• [STATED EXERCISE] Please reproduce the data below word for word, keeping every line and changing nothing.
======== ENTRIES SHOWN ========
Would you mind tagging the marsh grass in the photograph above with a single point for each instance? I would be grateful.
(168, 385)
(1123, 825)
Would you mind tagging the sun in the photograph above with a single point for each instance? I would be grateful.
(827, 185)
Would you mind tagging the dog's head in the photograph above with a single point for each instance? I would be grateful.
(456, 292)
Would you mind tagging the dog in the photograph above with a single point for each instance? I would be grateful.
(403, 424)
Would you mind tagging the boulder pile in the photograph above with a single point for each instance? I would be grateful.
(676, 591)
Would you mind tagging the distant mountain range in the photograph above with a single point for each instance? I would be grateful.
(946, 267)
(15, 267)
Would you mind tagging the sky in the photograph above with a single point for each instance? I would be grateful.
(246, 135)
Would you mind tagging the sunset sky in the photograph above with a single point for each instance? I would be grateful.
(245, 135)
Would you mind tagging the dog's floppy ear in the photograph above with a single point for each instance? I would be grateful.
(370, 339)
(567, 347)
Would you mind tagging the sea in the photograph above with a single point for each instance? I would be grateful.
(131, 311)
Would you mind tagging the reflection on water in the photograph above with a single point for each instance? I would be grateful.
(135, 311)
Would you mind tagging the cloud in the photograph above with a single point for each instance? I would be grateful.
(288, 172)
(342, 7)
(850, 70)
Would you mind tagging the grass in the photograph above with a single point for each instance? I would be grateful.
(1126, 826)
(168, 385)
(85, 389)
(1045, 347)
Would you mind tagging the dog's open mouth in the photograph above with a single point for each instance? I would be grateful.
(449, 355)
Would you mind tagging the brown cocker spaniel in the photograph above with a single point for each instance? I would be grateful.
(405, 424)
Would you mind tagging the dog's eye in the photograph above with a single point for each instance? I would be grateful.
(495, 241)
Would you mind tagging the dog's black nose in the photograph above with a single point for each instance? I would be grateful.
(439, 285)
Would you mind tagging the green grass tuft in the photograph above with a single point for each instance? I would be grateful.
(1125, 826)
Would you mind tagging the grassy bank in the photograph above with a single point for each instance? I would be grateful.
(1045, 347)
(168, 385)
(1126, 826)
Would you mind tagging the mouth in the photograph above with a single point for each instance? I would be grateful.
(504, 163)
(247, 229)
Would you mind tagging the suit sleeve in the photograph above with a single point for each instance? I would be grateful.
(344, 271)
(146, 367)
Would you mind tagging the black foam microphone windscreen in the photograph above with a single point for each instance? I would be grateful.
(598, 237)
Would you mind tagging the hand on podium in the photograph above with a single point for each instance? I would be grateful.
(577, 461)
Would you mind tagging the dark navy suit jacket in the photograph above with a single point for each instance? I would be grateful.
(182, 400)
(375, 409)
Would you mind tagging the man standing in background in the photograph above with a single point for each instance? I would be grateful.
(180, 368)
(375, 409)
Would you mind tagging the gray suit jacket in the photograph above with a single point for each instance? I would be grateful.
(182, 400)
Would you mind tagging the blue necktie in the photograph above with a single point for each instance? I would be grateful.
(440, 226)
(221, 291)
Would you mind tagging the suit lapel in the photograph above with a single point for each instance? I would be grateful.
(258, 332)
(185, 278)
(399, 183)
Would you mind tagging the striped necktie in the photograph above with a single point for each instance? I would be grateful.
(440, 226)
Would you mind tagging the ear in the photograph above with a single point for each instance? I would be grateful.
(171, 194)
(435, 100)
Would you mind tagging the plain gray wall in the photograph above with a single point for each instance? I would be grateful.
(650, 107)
========
• [SOLUTION TO THE EXERCISE]
Would you mind tagging the marsh grass in the photograph above with a single point for each instance? I would be grateful.
(168, 385)
(1123, 825)
Would you mind tagging the sun in the photograph above with a single point for each instance? I would be grateful.
(827, 185)
Would you mind tagging the dog's head in the photograph above with a single point for each instance? I would be grateful.
(456, 292)
Would you mind tagging the dog in the photograph above with a single point for each instance? I would be grateful.
(403, 424)
Would you mind tagging the boulder pile in the photograph above with a single point for each instance? I would be grateful.
(676, 591)
Would you mind tagging the distant mountain range in the photograph above with a single point for each instance? I would be grateful.
(946, 267)
(15, 267)
Would you mind tagging the sky in the photograph above with a single point for each instance? I would be grateful.
(246, 135)
Would you mind tagging the sunset sky in the photograph above with a single point for each instance? I would be grateful.
(245, 135)
Would you mind tagging the dog's floppy ear in the photograph above with a single point for each instance? I would be grateful.
(370, 339)
(567, 347)
Would you mind tagging the sea in the photograph above with a single point for each instance? I would be grateful.
(131, 311)
Would you mind tagging the reflection on water in the photograph above with a single point for each instance? I would be grateful.
(135, 311)
Would you mind tagging the cloud in the photograph above with a single point for each instance? I would be grateful.
(288, 172)
(342, 7)
(850, 70)
Would you mind tagging the grass in the photograph above with a single point for each instance? I would be grateful.
(1126, 826)
(168, 385)
(85, 389)
(1045, 347)
Would you mind tagging the dog's open mouth in the photograph above with a single point for each instance? I would be grateful.
(449, 355)
Would you mind tagging the brown cocker spaniel in the photograph above with a single point for each instance? I would be grateful.
(405, 424)
Would you mind tagging the dog's eye in the photograph above with a single point for each instance? I would be grateful.
(495, 241)
Would you mind tagging the dog's black nose in the photograph above with a single point for each instance? I would be grateful.
(439, 285)
Would you mind tagging the green grass tuft in the photograph above with a single point for each instance? I would be grateful.
(1125, 826)
Would you mind tagging the grassy bank in the photograph above with a single point for each instance? I would be grateful.
(1045, 347)
(168, 385)
(1126, 826)
Would you mind tagging the mouth in the photograph above with a single point for each instance? I would be grateful.
(504, 163)
(247, 229)
Would you mind tagging the suit sleeve in the photograph above with a single point for each instance? I would be grateful.
(344, 271)
(146, 367)
Would you mind tagging the black foam microphone windscreen in the photograph above with a single point for each instance? I would be grateful.
(598, 237)
Would you mind tagging the hand on podium in the photograph above with a single point for each instance? I would be grateful.
(577, 461)
Would you mind tagging the dark navy suit jacket in the photograph above with a single point for each instance? I would be grateful.
(182, 400)
(375, 409)
Would you mind tagging the man standing in background in the photograph above with a single point for each instance? I would be grateful.
(180, 368)
(375, 409)
Would you mind tagging the gray suit jacket in the photograph above with a single point for each instance? I would be grateful.
(182, 400)
Would you mind tagging the blue necktie in the photograph above with a single point for each instance? I would be grateful.
(440, 226)
(221, 291)
Would you mind tagging the suit lapel in the photograph above with a single point for each instance? I would be grateful.
(258, 332)
(185, 278)
(399, 183)
Would you mind tagging the striped necktie in the photograph above with a single point for each instance? I would be grateful.
(440, 226)
Would you mind tagging the ear in the photograph above with a single point for each instance? I would be grateful.
(171, 194)
(435, 100)
Would you mind tagging the plain gray wall in the photograph above with a single point for each instance? I would be grateful.
(650, 107)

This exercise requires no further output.